**Exercise brief:** Find every line in the entries below that contains the string "stick", matching case exactly, and copy each of those lines.

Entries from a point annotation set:
* Start *

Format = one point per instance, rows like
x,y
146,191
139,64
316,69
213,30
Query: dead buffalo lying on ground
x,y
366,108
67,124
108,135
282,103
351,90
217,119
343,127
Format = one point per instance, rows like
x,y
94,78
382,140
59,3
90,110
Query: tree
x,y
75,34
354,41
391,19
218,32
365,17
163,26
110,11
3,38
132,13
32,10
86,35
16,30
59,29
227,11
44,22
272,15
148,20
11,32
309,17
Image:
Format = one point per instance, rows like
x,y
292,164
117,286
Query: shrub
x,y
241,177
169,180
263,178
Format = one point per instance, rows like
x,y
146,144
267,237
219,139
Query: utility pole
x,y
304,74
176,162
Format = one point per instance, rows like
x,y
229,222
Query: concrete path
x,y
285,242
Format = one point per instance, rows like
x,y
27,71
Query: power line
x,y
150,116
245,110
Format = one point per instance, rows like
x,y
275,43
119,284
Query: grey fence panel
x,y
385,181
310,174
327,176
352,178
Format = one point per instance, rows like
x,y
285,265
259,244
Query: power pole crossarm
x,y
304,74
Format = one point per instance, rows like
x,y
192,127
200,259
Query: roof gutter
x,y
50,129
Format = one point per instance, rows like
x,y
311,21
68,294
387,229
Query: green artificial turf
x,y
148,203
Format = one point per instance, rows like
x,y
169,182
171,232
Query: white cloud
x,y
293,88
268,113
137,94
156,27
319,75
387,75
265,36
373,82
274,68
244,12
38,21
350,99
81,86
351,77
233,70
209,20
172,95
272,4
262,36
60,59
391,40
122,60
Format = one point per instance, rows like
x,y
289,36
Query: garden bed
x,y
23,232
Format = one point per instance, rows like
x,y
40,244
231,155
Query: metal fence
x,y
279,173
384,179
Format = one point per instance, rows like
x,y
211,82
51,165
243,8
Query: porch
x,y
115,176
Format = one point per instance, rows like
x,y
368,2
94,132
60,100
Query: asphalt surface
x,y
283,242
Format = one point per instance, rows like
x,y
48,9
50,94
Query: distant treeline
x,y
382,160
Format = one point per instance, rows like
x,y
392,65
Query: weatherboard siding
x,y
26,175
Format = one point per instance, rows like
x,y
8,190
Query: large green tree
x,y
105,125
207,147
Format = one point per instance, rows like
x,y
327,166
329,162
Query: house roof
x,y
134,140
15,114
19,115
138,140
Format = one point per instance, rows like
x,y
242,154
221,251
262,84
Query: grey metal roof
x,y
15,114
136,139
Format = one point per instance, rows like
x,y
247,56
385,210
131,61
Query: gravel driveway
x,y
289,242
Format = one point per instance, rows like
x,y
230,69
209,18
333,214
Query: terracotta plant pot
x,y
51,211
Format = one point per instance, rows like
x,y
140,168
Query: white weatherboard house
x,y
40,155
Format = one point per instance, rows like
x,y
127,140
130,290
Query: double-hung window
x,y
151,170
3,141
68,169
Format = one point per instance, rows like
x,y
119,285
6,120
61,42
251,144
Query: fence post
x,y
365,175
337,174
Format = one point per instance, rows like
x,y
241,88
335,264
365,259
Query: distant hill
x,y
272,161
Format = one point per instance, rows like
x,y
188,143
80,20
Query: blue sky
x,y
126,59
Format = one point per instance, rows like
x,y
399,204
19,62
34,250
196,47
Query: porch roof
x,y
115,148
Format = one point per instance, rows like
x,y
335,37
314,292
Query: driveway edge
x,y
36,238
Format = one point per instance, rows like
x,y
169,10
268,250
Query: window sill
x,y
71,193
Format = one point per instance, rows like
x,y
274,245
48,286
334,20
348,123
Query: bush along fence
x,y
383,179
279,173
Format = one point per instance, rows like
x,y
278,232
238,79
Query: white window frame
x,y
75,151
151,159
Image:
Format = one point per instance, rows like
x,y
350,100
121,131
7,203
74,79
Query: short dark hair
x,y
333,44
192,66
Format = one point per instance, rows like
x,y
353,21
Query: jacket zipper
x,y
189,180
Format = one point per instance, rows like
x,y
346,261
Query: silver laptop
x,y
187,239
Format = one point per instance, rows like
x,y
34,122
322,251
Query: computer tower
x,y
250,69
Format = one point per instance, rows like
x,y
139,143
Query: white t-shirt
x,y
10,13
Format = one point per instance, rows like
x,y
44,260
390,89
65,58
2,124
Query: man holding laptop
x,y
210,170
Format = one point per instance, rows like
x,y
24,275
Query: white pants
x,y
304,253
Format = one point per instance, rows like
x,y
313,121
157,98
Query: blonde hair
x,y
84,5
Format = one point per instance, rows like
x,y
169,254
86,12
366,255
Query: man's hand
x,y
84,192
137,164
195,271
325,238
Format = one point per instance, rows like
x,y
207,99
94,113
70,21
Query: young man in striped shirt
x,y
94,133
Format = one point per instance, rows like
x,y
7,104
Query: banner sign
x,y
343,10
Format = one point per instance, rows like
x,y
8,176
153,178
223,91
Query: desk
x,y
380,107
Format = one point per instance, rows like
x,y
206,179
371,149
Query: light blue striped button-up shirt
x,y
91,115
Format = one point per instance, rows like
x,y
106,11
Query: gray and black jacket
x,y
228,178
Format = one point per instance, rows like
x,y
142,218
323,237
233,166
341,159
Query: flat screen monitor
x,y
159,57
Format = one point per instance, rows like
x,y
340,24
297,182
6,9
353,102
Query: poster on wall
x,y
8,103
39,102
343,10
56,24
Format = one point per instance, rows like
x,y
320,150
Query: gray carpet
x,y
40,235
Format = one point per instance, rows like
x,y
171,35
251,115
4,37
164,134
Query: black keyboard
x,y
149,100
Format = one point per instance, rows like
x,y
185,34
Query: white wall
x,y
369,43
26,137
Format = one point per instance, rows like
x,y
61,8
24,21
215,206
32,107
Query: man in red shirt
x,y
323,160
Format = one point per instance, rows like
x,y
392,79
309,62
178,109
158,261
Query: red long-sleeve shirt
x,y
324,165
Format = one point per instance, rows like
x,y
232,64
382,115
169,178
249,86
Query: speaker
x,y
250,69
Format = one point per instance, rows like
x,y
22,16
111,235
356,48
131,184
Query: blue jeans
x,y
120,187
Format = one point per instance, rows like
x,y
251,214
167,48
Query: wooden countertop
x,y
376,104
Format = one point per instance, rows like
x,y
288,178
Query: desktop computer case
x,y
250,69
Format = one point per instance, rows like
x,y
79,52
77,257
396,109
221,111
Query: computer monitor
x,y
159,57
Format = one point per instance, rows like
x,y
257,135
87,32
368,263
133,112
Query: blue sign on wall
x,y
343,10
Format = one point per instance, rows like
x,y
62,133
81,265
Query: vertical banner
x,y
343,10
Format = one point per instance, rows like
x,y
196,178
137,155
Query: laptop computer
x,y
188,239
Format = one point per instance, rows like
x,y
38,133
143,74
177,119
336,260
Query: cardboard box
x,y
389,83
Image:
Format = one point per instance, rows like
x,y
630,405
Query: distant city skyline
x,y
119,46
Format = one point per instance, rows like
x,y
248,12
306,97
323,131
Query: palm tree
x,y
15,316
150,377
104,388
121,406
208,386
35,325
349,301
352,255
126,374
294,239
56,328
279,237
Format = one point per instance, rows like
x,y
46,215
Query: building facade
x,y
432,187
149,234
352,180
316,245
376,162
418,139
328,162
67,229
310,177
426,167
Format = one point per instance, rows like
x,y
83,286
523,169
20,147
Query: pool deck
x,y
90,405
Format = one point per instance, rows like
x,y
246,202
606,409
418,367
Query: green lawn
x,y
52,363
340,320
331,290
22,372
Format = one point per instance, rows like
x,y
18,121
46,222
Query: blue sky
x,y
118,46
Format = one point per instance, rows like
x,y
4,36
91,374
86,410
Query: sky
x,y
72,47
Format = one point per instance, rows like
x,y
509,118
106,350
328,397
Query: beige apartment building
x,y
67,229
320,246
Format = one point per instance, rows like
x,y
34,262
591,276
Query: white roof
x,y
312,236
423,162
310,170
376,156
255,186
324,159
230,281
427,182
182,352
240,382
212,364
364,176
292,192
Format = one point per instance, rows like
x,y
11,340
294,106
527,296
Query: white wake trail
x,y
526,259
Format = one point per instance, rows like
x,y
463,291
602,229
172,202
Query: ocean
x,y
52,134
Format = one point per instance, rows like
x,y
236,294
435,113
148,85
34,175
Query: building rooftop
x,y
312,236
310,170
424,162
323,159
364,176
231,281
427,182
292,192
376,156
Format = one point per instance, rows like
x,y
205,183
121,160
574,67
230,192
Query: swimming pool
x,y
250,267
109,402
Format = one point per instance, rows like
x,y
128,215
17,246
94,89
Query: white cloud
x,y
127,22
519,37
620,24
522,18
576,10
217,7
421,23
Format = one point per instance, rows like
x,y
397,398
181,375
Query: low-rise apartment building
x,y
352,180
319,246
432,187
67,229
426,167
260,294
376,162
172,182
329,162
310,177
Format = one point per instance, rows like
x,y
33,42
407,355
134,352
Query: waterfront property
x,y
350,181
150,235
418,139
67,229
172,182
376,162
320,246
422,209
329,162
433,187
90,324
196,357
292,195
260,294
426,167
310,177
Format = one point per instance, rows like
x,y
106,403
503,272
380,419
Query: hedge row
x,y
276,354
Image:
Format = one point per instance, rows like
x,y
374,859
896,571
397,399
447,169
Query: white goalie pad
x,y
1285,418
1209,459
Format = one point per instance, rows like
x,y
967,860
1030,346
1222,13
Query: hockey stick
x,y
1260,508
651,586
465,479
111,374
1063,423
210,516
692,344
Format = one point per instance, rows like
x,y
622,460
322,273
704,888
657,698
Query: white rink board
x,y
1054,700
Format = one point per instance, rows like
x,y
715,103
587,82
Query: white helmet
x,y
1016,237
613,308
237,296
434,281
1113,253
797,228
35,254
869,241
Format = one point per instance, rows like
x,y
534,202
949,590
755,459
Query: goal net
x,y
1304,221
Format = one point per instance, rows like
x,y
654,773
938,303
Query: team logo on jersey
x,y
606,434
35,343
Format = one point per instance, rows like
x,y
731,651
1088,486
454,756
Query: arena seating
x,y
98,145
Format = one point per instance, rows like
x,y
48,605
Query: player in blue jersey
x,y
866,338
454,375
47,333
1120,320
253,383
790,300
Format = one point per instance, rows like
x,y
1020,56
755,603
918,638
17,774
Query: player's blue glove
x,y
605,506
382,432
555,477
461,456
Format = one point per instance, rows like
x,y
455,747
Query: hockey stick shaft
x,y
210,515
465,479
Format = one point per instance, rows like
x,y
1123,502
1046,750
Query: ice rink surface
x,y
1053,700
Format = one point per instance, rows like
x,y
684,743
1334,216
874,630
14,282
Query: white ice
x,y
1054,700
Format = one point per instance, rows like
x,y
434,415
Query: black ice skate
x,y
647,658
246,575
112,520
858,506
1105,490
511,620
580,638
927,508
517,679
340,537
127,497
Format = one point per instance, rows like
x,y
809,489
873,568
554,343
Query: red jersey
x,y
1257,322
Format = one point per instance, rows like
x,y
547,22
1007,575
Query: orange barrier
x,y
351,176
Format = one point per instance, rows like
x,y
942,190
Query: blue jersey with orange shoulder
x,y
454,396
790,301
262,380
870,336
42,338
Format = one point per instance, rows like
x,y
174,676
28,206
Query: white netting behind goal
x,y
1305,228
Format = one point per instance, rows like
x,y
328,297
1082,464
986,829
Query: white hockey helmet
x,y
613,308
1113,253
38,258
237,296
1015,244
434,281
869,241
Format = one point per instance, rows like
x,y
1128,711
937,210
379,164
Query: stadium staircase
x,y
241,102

* End *

**Solution to the problem:**
Query: hockey stick
Query: hockey stick shaft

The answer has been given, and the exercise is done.